**What the exercise asks**: Please express the data below, from the line containing "Box vertical support post." down through the line containing "76, 135, 215, 141", as a Markdown table with the columns Row and Line, and leave out any blank lines.

Collection entries:
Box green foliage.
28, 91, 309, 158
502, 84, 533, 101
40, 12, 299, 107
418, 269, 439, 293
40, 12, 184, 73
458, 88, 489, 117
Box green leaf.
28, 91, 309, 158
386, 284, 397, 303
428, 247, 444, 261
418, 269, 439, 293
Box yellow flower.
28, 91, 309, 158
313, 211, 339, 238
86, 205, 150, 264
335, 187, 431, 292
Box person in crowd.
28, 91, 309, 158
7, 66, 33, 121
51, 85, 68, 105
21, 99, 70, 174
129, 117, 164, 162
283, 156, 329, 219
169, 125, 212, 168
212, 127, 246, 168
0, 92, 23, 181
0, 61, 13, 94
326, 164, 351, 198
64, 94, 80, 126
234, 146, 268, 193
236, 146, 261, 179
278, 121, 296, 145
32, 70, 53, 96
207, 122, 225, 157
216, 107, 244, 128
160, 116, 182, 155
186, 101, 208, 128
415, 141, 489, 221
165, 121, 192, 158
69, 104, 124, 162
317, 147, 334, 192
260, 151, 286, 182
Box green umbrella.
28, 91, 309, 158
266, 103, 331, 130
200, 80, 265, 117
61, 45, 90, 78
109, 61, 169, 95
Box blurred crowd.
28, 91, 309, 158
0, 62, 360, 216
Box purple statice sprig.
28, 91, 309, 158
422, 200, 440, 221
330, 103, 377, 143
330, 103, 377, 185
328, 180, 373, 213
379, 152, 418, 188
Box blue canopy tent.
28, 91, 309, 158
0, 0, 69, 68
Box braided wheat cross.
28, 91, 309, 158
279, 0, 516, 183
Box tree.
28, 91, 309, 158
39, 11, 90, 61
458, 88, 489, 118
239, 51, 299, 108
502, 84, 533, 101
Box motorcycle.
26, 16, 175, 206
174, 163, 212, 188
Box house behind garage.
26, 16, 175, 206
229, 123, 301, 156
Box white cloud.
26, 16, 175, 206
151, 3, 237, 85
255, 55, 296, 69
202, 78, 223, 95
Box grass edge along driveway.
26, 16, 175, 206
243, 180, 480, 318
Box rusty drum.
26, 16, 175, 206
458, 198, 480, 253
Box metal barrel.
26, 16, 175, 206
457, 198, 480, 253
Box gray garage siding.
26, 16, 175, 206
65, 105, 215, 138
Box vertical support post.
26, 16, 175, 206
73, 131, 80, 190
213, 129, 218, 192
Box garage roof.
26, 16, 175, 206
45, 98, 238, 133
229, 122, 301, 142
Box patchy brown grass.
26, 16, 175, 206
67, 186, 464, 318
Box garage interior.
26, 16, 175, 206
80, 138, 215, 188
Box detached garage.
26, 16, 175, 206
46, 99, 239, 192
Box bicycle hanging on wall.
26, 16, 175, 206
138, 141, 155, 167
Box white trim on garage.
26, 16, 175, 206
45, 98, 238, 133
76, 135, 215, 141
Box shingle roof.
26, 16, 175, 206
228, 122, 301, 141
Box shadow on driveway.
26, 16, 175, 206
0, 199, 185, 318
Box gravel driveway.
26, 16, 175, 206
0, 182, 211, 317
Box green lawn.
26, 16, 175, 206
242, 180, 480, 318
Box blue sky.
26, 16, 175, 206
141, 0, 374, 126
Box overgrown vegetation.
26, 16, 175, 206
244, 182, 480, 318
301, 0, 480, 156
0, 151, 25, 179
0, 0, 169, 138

**Complete output**:
| Row | Line |
|---|---|
| 1 | Box vertical support post. |
| 2 | 26, 16, 175, 206 |
| 3 | 73, 131, 80, 190 |
| 4 | 213, 129, 218, 192 |
| 5 | Box garage roof. |
| 6 | 26, 16, 175, 206 |
| 7 | 45, 98, 238, 133 |
| 8 | 229, 122, 301, 142 |
| 9 | Box patchy brown grass. |
| 10 | 26, 16, 175, 206 |
| 11 | 67, 186, 464, 318 |
| 12 | Box garage interior. |
| 13 | 26, 16, 175, 206 |
| 14 | 80, 138, 215, 188 |
| 15 | Box detached garage. |
| 16 | 26, 16, 175, 206 |
| 17 | 46, 99, 239, 192 |
| 18 | Box bicycle hanging on wall. |
| 19 | 26, 16, 175, 206 |
| 20 | 138, 141, 155, 167 |
| 21 | Box white trim on garage. |
| 22 | 26, 16, 175, 206 |
| 23 | 45, 98, 238, 133 |
| 24 | 76, 135, 215, 141 |